## begin EXTRACT TO READ

# Exploration of Data and trying AutoGluon
## Table of Contents
* [Import and first glance](#import)
* [EDA](#EDA)
* [Data Preparations](#prep)
* [Fit Model](#fit)
* [Model Evaluation (Leader)](#model_eval)
* [Predict on Test Set (Leader)](#pred_test)
* [Model on 2nd place](#model_2)
* [Model on 3rd place](#model_3)
* [Blend 2nd and 3rd model](#blend)

### AutoGluon Docs: https://auto.gluon.ai/stable/index.html

In [None]:
# install package
!pip install autogluon

# for interpretable models:
!pip install imodels

In [None]:
# standard
import numpy as np
import pandas as pd

# plots
import matplotlib.pyplot as plt
import seaborn as sns

# statistics
from scipy import stats

# AutoGluon
from autogluon.tabular import TabularDataset, TabularPredictor

In [None]:
# configs
pd.set_option('display.max_columns', None) # we want to display all columns in this notebook

<a id='import'></a>
# Import and first glance

In [None]:
# load data
df_train = pd.read_csv('../input/playground-series-s3e3/train.csv')
df_test = pd.read_csv('../input/playground-series-s3e3/test.csv')
df_sub = pd.read_csv('../input/playground-series-s3e3/sample_submission.csv')

In [None]:
# preview
df_train.head(10)

In [None]:
# structure of data - train
df_train.info()

In [None]:
# structure of data - test
df_test.info()

#### 💡 Train and Test Set are really small here. We have to be careful to not overfit!

<a id='EDA'></a>
# EDA

In [None]:
# basic stats - train
df_train.describe(include='all')

## end EXTRACT TO READ

▶ **WRITTEN TASK A**: Convert each line of the bounding-box rows below into a Markdown table with the columns "No." and "Line". Number the lines in order, skip blank lines, and leave the pictures out.

## begin TASK DATA

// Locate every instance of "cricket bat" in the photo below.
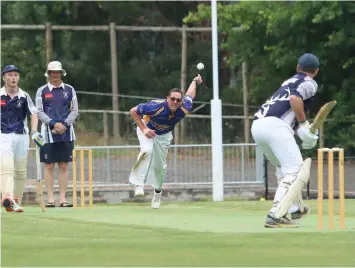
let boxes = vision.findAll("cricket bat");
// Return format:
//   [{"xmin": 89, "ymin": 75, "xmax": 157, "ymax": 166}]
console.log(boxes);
[
  {"xmin": 310, "ymin": 101, "xmax": 337, "ymax": 134},
  {"xmin": 36, "ymin": 146, "xmax": 46, "ymax": 212}
]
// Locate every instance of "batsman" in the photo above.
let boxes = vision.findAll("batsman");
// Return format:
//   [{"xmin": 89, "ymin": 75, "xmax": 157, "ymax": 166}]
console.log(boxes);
[
  {"xmin": 0, "ymin": 65, "xmax": 44, "ymax": 212},
  {"xmin": 129, "ymin": 75, "xmax": 202, "ymax": 209},
  {"xmin": 251, "ymin": 53, "xmax": 319, "ymax": 228}
]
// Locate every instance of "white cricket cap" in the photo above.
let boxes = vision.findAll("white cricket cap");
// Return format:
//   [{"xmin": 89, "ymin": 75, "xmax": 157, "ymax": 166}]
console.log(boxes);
[{"xmin": 44, "ymin": 61, "xmax": 67, "ymax": 77}]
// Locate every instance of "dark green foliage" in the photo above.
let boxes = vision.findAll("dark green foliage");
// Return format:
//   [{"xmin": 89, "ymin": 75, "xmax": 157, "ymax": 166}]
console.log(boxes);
[{"xmin": 185, "ymin": 1, "xmax": 355, "ymax": 154}]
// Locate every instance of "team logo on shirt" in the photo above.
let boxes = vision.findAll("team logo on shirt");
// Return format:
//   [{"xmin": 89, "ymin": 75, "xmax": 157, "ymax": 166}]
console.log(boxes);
[
  {"xmin": 255, "ymin": 88, "xmax": 291, "ymax": 118},
  {"xmin": 16, "ymin": 100, "xmax": 22, "ymax": 108}
]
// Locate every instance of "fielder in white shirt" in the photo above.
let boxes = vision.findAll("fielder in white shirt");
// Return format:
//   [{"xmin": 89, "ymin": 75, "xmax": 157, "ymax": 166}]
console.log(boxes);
[{"xmin": 251, "ymin": 53, "xmax": 319, "ymax": 228}]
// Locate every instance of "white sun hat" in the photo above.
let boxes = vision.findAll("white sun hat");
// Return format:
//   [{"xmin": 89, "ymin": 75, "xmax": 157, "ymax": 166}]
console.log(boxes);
[{"xmin": 44, "ymin": 61, "xmax": 67, "ymax": 77}]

## end TASK DATA

▶ **WRITTEN TASK B**: From the AutoGluon notebook above, output the passage starting with "#### 💡 Train" and going on through "df_train.describe(include='all')", word for word.

▶ **SOLUTION A**:
| No. | Line |
|---|---|
| 1 | // Locate every instance of "cricket bat" in the photo below. |
| 2 | let boxes = vision.findAll("cricket bat"); |
| 3 | // Return format: |
| 4 | //   [{"xmin": 89, "ymin": 75, "xmax": 157, "ymax": 166}] |
| 5 | console.log(boxes); |
| 6 | [ |
| 7 |   {"xmin": 310, "ymin": 101, "xmax": 337, "ymax": 134}, |
| 8 |   {"xmin": 36, "ymin": 146, "xmax": 46, "ymax": 212} |
| 9 | ] |
| 10 | // Locate every instance of "batsman" in the photo above. |
| 11 | let boxes = vision.findAll("batsman"); |
| 12 | // Return format: |
| 13 | //   [{"xmin": 89, "ymin": 75, "xmax": 157, "ymax": 166}] |
| 14 | console.log(boxes); |
| 15 | [ |
| 16 |   {"xmin": 0, "ymin": 65, "xmax": 44, "ymax": 212}, |
| 17 |   {"xmin": 129, "ymin": 75, "xmax": 202, "ymax": 209}, |
| 18 |   {"xmin": 251, "ymin": 53, "xmax": 319, "ymax": 228} |
| 19 | ] |
| 20 | // Locate every instance of "white cricket cap" in the photo above. |
| 21 | let boxes = vision.findAll("white cricket cap"); |
| 22 | // Return format: |
| 23 | //   [{"xmin": 89, "ymin": 75, "xmax": 157, "ymax": 166}] |
| 24 | console.log(boxes); |
| 25 | [{"xmin": 44, "ymin": 61, "xmax": 67, "ymax": 77}] |
| 26 | // Locate every instance of "dark green foliage" in the photo above. |
| 27 | let boxes = vision.findAll("dark green foliage"); |
| 28 | // Return format: |
| 29 | //   [{"xmin": 89, "ymin": 75, "xmax": 157, "ymax": 166}] |
| 30 | console.log(boxes); |
| 31 | [{"xmin": 185, "ymin": 1, "xmax": 355, "ymax": 154}] |
| 32 | // Locate every instance of "team logo on shirt" in the photo above. |
| 33 | let boxes = vision.findAll("team logo on shirt"); |
| 34 | // Return format: |
| 35 | //   [{"xmin": 89, "ymin": 75, "xmax": 157, "ymax": 166}] |
| 36 | console.log(boxes); |
| 37 | [ |
| 38 |   {"xmin": 255, "ymin": 88, "xmax": 291, "ymax": 118}, |
| 39 |   {"xmin": 16, "ymin": 100, "xmax": 22, "ymax": 108} |
| 40 | ] |
| 41 | // Locate every instance of "fielder in white shirt" in the photo above. |
| 42 | let boxes = vision.findAll("fielder in white shirt"); |
| 43 | // Return format: |
| 44 | //   [{"xmin": 89, "ymin": 75, "xmax": 157, "ymax": 166}] |
| 45 | console.log(boxes); |
| 46 | [{"xmin": 251, "ymin": 53, "xmax": 319, "ymax": 228}] |
| 47 | // Locate every instance of "white sun hat" in the photo above. |
| 48 | let boxes = vision.findAll("white sun hat"); |
| 49 | // Return format: |
| 50 | //   [{"xmin": 89, "ymin": 75, "xmax": 157, "ymax": 166}] |
| 51 | console.log(boxes); |
| 52 | [{"xmin": 44, "ymin": 61, "xmax": 67, "ymax": 77}] |

▶ **SOLUTION B**:
#### 💡 Train and Test Set are really small here. We have to be careful to not overfit!

<a id='EDA'></a>
# EDA

In [None]:
# basic stats - train
df_train.describe(include='all')